Work to be completed = Below are records to repeat exactly. Omit the pictures from the copy.

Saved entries
★ ★ ★ ★ ★ ★ ★
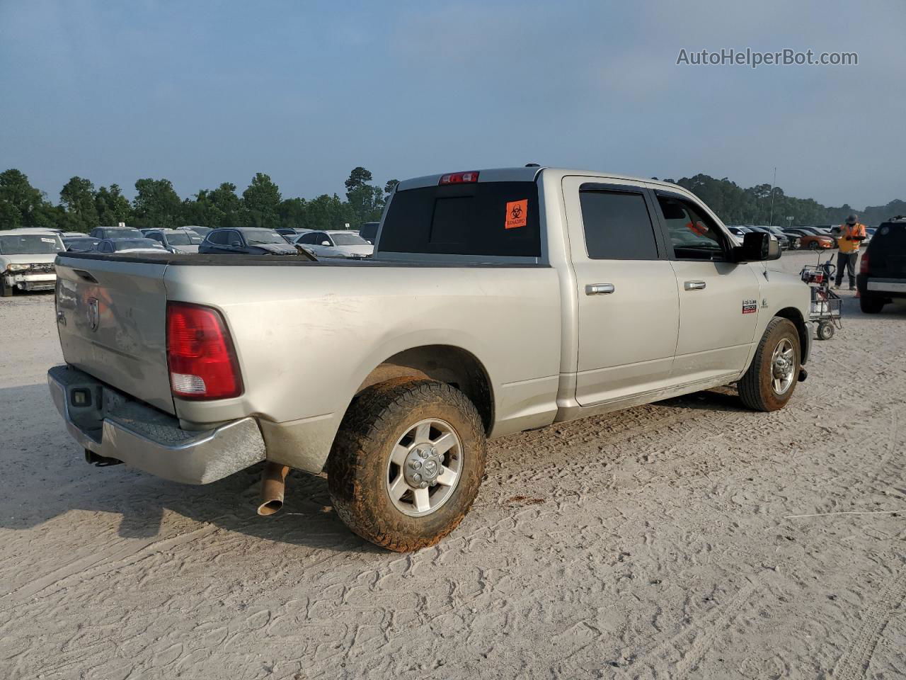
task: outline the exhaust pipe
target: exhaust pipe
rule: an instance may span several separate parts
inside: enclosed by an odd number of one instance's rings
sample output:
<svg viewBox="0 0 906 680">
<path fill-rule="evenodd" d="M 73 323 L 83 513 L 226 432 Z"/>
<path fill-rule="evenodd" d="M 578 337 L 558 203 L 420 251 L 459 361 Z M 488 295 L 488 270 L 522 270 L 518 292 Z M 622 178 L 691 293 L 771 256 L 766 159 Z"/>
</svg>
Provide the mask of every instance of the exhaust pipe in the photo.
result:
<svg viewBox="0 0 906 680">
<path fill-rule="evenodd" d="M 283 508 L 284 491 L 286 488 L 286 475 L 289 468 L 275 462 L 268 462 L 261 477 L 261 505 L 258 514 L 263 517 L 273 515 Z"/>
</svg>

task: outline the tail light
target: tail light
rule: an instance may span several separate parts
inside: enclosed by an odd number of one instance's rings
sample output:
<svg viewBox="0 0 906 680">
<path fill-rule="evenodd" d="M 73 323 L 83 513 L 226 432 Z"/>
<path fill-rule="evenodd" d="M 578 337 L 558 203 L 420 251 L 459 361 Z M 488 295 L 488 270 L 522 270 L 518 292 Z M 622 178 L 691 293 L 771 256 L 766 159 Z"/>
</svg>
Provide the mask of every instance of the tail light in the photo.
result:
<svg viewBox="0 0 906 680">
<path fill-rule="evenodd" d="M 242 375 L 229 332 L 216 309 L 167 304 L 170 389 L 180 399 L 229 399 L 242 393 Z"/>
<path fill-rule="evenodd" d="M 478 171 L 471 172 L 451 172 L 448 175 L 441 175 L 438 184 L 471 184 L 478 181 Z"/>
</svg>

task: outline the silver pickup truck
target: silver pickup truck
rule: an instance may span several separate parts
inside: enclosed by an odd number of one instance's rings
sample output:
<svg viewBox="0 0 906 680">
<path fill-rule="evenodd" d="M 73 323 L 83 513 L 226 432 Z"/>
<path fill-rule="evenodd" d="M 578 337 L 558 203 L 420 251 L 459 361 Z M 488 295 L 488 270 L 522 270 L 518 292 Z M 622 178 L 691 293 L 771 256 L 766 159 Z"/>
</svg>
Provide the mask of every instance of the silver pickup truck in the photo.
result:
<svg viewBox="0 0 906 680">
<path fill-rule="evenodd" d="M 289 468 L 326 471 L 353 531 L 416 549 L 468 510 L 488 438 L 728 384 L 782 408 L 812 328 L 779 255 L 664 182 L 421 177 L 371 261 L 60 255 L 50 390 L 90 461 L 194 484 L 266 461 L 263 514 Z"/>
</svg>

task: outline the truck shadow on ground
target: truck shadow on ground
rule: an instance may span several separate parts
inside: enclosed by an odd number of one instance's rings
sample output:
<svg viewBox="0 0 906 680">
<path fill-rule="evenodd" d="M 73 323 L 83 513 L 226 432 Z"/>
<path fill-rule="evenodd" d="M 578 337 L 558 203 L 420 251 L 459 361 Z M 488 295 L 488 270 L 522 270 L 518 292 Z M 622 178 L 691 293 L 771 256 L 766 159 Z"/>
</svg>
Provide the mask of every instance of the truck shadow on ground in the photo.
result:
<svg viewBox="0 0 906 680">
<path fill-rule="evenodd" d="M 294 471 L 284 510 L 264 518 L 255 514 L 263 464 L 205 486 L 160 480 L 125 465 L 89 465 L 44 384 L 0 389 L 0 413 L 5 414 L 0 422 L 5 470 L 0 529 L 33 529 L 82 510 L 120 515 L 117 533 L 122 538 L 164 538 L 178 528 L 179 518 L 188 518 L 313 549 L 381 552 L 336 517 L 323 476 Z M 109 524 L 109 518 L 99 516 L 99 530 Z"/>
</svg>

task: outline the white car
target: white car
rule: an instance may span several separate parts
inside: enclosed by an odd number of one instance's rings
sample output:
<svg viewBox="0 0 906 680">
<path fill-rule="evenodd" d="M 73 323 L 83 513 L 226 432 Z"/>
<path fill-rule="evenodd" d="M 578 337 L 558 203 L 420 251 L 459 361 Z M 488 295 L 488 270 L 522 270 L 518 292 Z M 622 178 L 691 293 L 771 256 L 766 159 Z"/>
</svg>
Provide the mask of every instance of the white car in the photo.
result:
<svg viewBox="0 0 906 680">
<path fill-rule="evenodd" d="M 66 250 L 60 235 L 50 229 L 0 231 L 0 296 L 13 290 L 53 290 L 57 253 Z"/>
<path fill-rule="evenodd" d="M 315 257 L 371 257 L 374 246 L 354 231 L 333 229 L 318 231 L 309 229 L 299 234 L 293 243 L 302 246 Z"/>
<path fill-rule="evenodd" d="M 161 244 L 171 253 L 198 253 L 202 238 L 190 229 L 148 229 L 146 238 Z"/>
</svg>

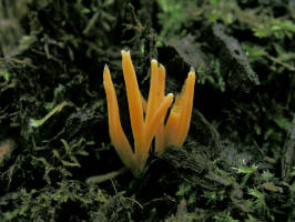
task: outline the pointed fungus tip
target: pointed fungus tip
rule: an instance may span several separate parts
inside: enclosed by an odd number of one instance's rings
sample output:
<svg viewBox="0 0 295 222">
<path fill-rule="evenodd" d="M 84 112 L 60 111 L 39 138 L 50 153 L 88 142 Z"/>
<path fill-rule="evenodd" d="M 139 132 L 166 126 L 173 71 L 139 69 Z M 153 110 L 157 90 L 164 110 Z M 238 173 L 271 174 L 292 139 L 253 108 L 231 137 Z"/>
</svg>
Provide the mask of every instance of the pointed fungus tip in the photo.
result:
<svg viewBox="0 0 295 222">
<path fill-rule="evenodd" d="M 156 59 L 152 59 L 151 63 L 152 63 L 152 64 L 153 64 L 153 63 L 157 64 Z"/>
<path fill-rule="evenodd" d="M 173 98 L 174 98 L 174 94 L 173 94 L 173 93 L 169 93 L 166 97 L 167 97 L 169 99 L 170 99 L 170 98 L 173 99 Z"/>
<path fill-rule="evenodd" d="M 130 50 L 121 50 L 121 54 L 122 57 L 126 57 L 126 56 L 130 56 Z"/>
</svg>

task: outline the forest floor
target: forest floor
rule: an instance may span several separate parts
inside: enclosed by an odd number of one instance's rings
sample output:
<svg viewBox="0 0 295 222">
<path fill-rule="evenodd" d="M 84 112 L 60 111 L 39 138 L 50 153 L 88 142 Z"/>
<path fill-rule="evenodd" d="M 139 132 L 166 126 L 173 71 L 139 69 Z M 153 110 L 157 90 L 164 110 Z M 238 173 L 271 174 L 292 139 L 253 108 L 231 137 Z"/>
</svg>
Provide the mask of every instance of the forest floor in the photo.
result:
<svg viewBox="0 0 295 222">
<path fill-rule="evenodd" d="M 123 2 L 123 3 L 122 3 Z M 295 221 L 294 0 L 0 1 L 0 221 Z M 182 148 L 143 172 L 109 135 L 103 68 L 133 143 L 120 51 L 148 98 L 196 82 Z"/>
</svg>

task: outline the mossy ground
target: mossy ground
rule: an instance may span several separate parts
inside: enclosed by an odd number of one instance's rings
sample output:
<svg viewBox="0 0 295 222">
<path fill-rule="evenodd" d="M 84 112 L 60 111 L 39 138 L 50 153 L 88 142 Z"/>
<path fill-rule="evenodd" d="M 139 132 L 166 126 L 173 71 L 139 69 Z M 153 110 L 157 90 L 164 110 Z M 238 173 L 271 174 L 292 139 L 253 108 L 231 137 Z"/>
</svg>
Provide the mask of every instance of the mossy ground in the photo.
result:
★ ★ ★ ★ ★ ★ ★
The completed task =
task: outline the exhaust pipe
target: exhaust pipe
rule: an instance may span several separate parts
inside: enclosed by an odd number of one instance's rings
sample output:
<svg viewBox="0 0 906 680">
<path fill-rule="evenodd" d="M 73 323 L 83 513 L 226 432 Z"/>
<path fill-rule="evenodd" d="M 578 337 L 558 203 L 420 251 L 459 361 Z M 488 295 L 488 270 L 522 270 L 518 292 Z M 622 178 L 691 293 L 771 256 L 766 159 Z"/>
</svg>
Provide the mask of every instance of the exhaust pipe in the photo.
result:
<svg viewBox="0 0 906 680">
<path fill-rule="evenodd" d="M 283 508 L 284 491 L 286 488 L 286 475 L 289 468 L 275 462 L 268 462 L 261 477 L 261 505 L 258 514 L 263 517 L 273 515 Z"/>
</svg>

task: outline the tail light
target: tail light
rule: an instance may span several separate parts
inside: enclosed by an odd number of one instance's rings
sample output:
<svg viewBox="0 0 906 680">
<path fill-rule="evenodd" d="M 73 323 L 83 513 L 226 432 Z"/>
<path fill-rule="evenodd" d="M 578 337 L 558 203 L 420 251 L 459 361 Z M 488 295 L 488 270 L 522 270 L 518 292 Z M 622 178 L 691 293 L 771 256 L 766 159 Z"/>
</svg>
Provide the mask of every instance of the tail light in the photo.
result:
<svg viewBox="0 0 906 680">
<path fill-rule="evenodd" d="M 242 375 L 229 332 L 216 309 L 167 304 L 170 389 L 180 399 L 229 399 L 242 393 Z"/>
<path fill-rule="evenodd" d="M 478 171 L 471 172 L 451 172 L 448 175 L 441 175 L 438 184 L 471 184 L 478 181 Z"/>
</svg>

task: outline the silver pickup truck
target: silver pickup truck
rule: an instance may span several separate parts
inside: enclosed by an odd number of one instance's rings
sample output:
<svg viewBox="0 0 906 680">
<path fill-rule="evenodd" d="M 73 323 L 83 513 L 226 432 Z"/>
<path fill-rule="evenodd" d="M 578 337 L 558 203 L 420 251 L 459 361 Z M 488 295 L 488 270 L 522 270 L 518 292 Z M 622 178 L 691 293 L 771 256 L 766 159 Z"/>
</svg>
Provide the mask of every instance of the silver pickup truck in the photo.
result:
<svg viewBox="0 0 906 680">
<path fill-rule="evenodd" d="M 289 468 L 326 471 L 353 531 L 416 549 L 468 510 L 488 438 L 728 384 L 782 408 L 812 328 L 779 255 L 664 182 L 421 177 L 371 261 L 60 255 L 50 390 L 90 461 L 194 484 L 266 461 L 263 514 Z"/>
</svg>

task: outline the truck shadow on ground
target: truck shadow on ground
rule: an instance may span several separate parts
inside: enclosed by an odd number of one instance's rings
sample output:
<svg viewBox="0 0 906 680">
<path fill-rule="evenodd" d="M 73 323 L 83 513 L 226 432 Z"/>
<path fill-rule="evenodd" d="M 578 337 L 558 203 L 420 251 L 459 361 Z M 488 295 L 488 270 L 522 270 L 518 292 Z M 622 178 L 691 293 L 771 256 L 766 159 Z"/>
</svg>
Provide the mask of every instance of the truck shadow on ground in the photo.
result:
<svg viewBox="0 0 906 680">
<path fill-rule="evenodd" d="M 294 471 L 284 510 L 264 518 L 255 514 L 263 464 L 205 486 L 160 480 L 125 465 L 89 465 L 44 384 L 0 389 L 0 413 L 5 414 L 0 422 L 5 470 L 0 529 L 33 529 L 82 510 L 120 515 L 117 533 L 122 538 L 164 538 L 178 528 L 179 518 L 188 518 L 313 549 L 381 552 L 336 517 L 323 476 Z M 109 524 L 109 518 L 99 516 L 99 530 Z"/>
</svg>

task: outline the white car
target: white car
rule: an instance may span several separate parts
inside: enclosed by an odd number of one instance's rings
sample output:
<svg viewBox="0 0 906 680">
<path fill-rule="evenodd" d="M 73 323 L 83 513 L 226 432 Z"/>
<path fill-rule="evenodd" d="M 578 337 L 558 203 L 420 251 L 459 361 Z M 488 295 L 488 270 L 522 270 L 518 292 Z M 622 178 L 691 293 L 771 256 L 766 159 Z"/>
</svg>
Provide the mask of every instance of the white car in the photo.
result:
<svg viewBox="0 0 906 680">
<path fill-rule="evenodd" d="M 66 250 L 60 235 L 50 229 L 0 231 L 0 296 L 13 290 L 53 290 L 57 253 Z"/>
<path fill-rule="evenodd" d="M 315 257 L 371 257 L 374 246 L 354 231 L 333 229 L 318 231 L 309 229 L 299 234 L 293 243 L 302 246 Z"/>
<path fill-rule="evenodd" d="M 161 244 L 171 253 L 198 253 L 202 238 L 190 229 L 148 229 L 146 238 Z"/>
</svg>

task: outline the pointed fungus tip
target: pointed fungus tip
rule: an instance may span several separate parts
inside: enclosed by an odd number of one instance's rings
sample output:
<svg viewBox="0 0 295 222">
<path fill-rule="evenodd" d="M 84 112 L 60 111 L 39 138 L 50 153 L 88 142 Z"/>
<path fill-rule="evenodd" d="M 139 132 L 166 126 L 173 71 L 139 69 Z M 153 110 L 157 90 L 164 110 Z M 238 173 L 271 174 L 292 139 L 253 108 L 231 137 Z"/>
</svg>
Provide the mask of every instance of the pointed fungus tip in the photo.
result:
<svg viewBox="0 0 295 222">
<path fill-rule="evenodd" d="M 156 59 L 152 59 L 151 63 L 152 63 L 152 64 L 153 64 L 153 63 L 157 64 Z"/>
<path fill-rule="evenodd" d="M 173 98 L 174 98 L 174 94 L 173 94 L 173 93 L 169 93 L 166 97 L 167 97 L 169 99 L 170 99 L 170 98 L 173 99 Z"/>
<path fill-rule="evenodd" d="M 130 50 L 121 50 L 121 54 L 122 57 L 126 57 L 126 56 L 130 56 Z"/>
</svg>

task: outline the forest floor
target: forest floor
rule: an instance may span several separate parts
inside: enclosed by an odd number of one instance's rings
sample output:
<svg viewBox="0 0 295 222">
<path fill-rule="evenodd" d="M 84 112 L 60 111 L 39 138 L 50 153 L 88 142 Z"/>
<path fill-rule="evenodd" d="M 139 132 L 166 126 L 173 71 L 139 69 Z M 153 110 L 157 90 L 164 110 Z M 238 173 L 271 174 L 292 139 L 253 108 L 231 137 Z"/>
</svg>
Provide the mask of every instance of the forest floor in the photo.
result:
<svg viewBox="0 0 295 222">
<path fill-rule="evenodd" d="M 123 2 L 123 3 L 122 3 Z M 295 221 L 294 0 L 0 1 L 0 221 Z M 182 148 L 143 172 L 109 135 L 103 68 L 133 143 L 120 51 L 148 98 L 196 82 Z"/>
</svg>

task: outline the mossy ground
target: mossy ground
rule: an instance may span several separate parts
inside: enclosed by an odd number of one instance's rings
sample output:
<svg viewBox="0 0 295 222">
<path fill-rule="evenodd" d="M 84 112 L 60 111 L 39 138 L 50 153 L 88 142 Z"/>
<path fill-rule="evenodd" d="M 139 132 L 166 126 L 173 71 L 139 69 Z M 153 110 L 157 90 L 164 110 Z M 238 173 L 271 174 L 292 139 L 253 108 L 231 137 Z"/>
</svg>
Provide the mask of every instance of the mossy ground in the photo.
result:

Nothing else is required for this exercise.